- **TO DO**:
In the data below, reproduce the stretch from the line that contains "Can you find the wall-mounted" through the end of the data, with the requests included. Multiply every point coordinate in the answers by 2.6 and round each to a whole number, rounding halves up.

- **MATERIAL SUPPLIED**:
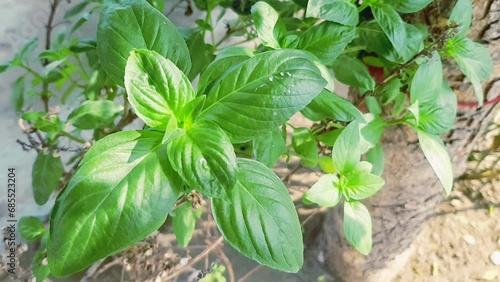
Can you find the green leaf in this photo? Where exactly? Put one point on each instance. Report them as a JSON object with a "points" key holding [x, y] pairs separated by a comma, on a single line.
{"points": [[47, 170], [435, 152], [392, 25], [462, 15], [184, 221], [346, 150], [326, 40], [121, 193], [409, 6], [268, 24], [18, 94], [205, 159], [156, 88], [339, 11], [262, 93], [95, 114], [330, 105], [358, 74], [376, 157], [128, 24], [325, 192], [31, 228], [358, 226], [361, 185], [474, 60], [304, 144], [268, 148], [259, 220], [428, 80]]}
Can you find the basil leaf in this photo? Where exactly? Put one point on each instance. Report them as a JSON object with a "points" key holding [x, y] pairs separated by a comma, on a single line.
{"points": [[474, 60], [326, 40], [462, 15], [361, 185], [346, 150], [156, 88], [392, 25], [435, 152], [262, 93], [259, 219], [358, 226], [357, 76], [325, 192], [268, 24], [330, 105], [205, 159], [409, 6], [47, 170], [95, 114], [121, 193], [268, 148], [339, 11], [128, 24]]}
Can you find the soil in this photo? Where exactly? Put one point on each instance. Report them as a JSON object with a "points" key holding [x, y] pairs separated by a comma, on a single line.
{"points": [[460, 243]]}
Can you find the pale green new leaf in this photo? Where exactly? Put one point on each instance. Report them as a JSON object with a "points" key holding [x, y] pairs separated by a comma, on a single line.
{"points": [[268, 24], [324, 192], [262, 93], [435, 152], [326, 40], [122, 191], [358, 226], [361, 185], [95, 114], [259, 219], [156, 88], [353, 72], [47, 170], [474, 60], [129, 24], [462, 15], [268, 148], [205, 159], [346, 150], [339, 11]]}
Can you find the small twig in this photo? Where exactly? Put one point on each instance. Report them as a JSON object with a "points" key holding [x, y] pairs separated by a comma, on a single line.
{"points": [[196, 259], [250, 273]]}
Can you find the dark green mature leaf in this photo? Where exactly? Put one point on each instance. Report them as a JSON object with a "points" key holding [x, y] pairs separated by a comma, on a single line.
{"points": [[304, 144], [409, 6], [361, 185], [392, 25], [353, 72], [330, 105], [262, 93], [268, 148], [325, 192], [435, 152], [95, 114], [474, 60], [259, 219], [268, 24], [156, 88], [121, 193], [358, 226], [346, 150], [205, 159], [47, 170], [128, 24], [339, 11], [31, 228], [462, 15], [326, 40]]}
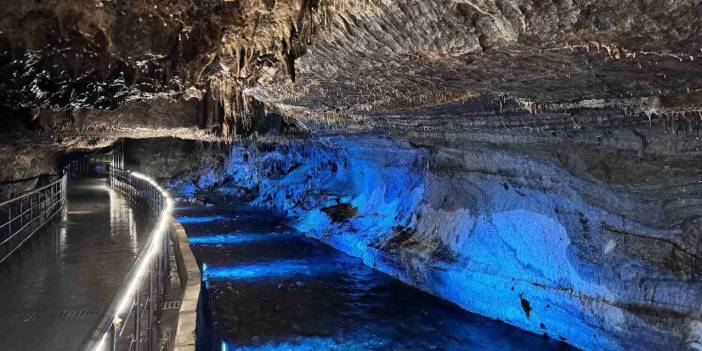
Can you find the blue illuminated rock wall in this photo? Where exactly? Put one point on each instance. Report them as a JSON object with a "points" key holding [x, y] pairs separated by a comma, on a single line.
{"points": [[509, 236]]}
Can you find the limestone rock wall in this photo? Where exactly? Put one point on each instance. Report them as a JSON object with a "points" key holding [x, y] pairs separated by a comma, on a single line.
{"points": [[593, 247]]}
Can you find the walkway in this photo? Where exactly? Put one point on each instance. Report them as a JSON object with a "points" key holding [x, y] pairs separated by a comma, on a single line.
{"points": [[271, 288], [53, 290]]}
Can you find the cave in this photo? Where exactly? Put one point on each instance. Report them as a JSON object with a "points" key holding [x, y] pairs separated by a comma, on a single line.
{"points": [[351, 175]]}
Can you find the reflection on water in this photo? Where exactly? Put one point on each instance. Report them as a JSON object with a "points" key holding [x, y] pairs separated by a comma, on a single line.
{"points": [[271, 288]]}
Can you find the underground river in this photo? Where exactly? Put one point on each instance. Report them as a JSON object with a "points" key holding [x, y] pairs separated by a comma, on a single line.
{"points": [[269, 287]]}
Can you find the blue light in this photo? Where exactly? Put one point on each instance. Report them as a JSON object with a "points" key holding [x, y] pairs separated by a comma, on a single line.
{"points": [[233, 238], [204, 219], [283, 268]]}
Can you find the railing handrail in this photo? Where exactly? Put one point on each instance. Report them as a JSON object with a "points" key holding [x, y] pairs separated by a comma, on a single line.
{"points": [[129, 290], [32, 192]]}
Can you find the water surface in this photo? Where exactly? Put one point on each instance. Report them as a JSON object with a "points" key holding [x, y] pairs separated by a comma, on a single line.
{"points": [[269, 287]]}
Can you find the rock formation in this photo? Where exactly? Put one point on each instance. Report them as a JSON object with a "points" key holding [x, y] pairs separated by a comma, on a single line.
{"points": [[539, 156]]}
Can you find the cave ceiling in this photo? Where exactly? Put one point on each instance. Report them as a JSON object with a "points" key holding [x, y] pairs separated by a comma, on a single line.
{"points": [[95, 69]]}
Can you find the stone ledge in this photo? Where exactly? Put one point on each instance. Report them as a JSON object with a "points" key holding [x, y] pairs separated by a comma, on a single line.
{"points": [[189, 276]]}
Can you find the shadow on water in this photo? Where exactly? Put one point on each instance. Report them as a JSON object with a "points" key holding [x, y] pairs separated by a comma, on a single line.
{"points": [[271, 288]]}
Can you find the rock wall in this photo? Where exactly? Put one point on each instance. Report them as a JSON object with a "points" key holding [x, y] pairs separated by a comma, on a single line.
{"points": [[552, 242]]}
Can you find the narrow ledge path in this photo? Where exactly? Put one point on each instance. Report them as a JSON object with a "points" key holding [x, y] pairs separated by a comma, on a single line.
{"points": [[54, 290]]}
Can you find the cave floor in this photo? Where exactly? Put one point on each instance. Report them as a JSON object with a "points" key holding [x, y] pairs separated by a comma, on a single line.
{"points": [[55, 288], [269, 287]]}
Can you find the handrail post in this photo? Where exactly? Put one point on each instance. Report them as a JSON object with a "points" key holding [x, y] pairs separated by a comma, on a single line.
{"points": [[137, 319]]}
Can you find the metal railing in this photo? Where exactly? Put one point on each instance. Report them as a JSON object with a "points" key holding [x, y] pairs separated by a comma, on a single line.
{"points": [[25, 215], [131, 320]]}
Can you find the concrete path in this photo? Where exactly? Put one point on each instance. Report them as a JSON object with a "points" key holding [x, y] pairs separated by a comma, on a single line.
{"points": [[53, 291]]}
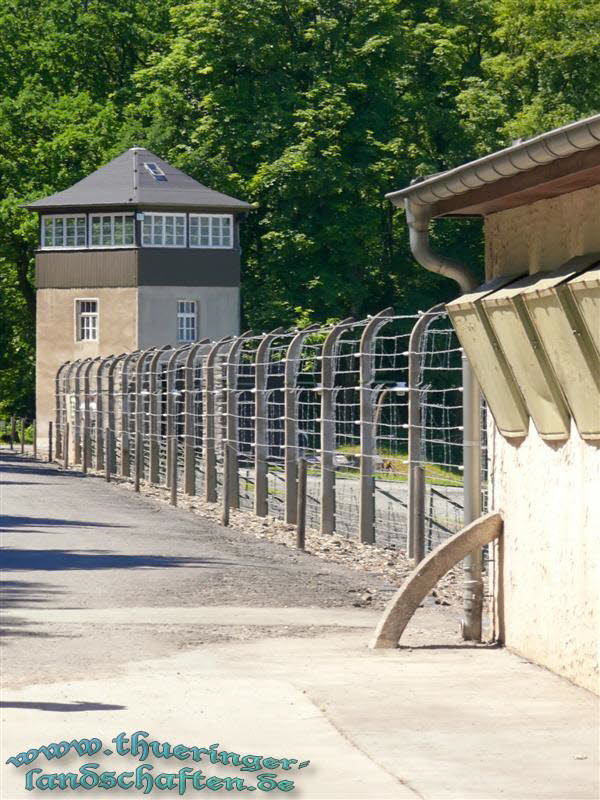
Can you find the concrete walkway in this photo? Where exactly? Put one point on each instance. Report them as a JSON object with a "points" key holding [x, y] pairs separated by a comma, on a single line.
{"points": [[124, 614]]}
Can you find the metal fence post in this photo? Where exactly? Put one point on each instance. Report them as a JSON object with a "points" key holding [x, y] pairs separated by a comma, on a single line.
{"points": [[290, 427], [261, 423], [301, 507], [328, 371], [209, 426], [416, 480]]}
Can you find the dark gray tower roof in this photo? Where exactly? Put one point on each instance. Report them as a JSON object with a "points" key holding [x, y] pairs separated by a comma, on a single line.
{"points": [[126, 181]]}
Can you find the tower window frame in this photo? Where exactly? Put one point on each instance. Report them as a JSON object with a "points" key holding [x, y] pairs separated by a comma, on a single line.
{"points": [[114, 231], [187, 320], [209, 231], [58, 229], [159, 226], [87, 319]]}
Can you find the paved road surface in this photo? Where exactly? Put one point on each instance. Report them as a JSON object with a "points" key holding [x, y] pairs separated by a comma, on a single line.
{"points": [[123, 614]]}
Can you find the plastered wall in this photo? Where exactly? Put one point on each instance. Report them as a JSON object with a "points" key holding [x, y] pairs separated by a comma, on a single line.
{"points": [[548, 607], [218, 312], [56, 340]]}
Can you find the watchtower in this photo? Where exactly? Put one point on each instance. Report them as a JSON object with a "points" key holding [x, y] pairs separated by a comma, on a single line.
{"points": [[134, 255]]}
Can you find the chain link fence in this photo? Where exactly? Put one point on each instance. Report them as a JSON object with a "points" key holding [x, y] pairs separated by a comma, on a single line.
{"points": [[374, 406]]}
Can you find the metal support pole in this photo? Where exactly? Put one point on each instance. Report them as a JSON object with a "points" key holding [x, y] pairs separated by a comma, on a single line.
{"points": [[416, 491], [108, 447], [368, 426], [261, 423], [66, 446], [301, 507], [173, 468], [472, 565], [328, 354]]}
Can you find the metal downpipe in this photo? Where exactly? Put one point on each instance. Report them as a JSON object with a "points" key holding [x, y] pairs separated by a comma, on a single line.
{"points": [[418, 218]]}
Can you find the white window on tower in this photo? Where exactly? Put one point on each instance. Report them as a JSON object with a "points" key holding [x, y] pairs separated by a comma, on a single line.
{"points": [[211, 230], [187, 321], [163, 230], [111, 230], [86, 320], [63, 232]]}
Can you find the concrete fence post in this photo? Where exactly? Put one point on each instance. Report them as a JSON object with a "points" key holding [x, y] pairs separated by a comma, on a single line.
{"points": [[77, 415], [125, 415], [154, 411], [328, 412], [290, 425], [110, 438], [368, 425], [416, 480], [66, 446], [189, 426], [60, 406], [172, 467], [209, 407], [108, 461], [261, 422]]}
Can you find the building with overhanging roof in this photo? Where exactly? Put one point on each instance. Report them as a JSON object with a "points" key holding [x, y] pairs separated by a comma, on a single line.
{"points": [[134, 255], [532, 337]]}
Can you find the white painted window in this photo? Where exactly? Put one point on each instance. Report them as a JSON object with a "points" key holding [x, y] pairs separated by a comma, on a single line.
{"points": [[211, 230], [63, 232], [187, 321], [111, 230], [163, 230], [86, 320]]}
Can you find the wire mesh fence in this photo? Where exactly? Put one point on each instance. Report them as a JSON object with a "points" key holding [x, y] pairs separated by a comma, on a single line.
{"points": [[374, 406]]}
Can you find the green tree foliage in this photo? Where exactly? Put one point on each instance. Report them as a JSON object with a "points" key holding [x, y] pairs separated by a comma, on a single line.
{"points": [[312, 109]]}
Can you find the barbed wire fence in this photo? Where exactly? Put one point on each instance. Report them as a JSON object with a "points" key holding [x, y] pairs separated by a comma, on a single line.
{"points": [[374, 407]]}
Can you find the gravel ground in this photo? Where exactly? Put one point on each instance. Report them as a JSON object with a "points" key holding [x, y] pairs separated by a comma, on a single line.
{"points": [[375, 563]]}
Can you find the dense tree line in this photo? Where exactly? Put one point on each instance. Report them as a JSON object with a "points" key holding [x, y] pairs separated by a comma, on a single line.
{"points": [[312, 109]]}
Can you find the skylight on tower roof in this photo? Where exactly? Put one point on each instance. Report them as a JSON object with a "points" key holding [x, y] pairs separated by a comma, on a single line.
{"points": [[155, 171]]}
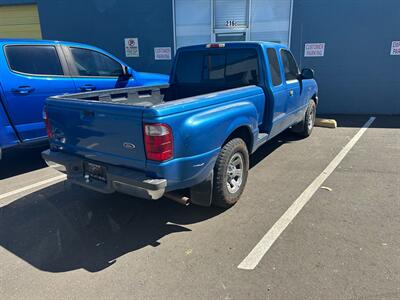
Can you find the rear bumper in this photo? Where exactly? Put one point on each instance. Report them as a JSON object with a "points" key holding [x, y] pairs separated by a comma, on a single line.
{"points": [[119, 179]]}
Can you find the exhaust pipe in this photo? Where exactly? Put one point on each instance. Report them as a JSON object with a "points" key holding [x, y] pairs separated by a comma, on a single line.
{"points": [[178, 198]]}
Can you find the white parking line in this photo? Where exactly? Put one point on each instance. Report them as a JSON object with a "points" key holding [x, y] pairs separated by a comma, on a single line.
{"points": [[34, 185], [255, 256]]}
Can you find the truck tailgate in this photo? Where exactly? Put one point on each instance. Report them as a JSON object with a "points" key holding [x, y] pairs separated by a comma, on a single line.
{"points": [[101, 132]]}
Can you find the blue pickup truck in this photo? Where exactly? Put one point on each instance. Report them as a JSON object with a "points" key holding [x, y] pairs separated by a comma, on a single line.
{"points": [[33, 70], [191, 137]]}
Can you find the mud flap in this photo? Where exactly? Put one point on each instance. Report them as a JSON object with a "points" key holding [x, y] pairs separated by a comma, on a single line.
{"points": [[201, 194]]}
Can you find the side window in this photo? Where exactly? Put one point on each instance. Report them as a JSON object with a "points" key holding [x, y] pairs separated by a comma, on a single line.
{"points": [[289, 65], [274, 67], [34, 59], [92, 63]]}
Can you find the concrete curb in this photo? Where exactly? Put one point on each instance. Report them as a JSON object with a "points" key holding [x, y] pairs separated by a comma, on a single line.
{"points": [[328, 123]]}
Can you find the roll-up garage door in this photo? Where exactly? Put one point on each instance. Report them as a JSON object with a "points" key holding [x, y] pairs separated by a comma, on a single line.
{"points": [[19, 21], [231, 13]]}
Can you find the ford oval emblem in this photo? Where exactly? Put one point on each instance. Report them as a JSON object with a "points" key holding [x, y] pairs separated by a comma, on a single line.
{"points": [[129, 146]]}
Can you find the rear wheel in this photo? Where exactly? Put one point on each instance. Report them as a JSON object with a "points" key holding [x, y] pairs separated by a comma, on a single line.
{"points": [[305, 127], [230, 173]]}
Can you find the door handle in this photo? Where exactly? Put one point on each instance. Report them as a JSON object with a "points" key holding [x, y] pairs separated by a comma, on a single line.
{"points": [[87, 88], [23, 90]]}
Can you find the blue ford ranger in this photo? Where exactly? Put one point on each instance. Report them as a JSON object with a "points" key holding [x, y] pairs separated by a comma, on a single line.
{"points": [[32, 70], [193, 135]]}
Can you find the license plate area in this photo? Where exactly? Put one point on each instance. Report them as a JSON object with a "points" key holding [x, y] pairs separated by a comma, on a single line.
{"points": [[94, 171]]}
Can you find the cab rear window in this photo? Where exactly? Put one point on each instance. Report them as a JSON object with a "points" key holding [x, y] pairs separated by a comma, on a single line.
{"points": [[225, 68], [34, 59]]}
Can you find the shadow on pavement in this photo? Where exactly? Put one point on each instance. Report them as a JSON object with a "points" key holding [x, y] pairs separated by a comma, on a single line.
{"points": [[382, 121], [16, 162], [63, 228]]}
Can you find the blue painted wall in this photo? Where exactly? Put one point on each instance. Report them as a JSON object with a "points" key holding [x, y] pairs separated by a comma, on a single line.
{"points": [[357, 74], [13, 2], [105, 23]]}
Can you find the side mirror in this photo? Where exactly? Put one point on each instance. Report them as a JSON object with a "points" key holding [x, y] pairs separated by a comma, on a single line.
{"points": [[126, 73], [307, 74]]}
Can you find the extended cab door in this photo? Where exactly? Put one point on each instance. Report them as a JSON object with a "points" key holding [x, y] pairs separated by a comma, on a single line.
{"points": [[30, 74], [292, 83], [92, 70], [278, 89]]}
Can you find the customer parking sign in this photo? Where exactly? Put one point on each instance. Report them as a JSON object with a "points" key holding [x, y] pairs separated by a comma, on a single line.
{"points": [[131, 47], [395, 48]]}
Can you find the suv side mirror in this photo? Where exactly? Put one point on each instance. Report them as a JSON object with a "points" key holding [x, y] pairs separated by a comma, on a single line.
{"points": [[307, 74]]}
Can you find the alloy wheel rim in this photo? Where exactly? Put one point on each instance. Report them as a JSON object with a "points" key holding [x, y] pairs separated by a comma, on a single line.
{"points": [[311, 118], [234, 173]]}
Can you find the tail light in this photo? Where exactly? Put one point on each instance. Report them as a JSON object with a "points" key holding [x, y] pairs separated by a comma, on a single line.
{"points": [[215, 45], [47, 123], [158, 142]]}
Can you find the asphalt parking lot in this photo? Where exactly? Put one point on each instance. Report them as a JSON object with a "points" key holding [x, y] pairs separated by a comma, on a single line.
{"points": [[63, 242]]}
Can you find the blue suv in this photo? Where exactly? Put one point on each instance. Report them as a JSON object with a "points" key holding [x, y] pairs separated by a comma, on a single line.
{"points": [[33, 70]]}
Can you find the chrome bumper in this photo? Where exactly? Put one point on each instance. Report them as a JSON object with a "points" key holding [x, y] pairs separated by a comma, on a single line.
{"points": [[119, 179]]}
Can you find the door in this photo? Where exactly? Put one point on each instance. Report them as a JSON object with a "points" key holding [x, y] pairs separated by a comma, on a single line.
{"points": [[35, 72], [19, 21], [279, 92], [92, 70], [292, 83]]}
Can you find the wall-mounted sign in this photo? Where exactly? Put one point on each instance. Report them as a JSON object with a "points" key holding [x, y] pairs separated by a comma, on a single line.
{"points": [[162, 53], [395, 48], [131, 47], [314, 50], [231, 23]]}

- **TASK SOLUTION**:
Can you find the wall-mounted sign in this photo? Where exactly? Put one point on each instance. Report them as a JSON object with a "points" key holding [x, y] pairs separated by a comma, on a single line.
{"points": [[421, 138], [1027, 125], [341, 122], [816, 130], [601, 60]]}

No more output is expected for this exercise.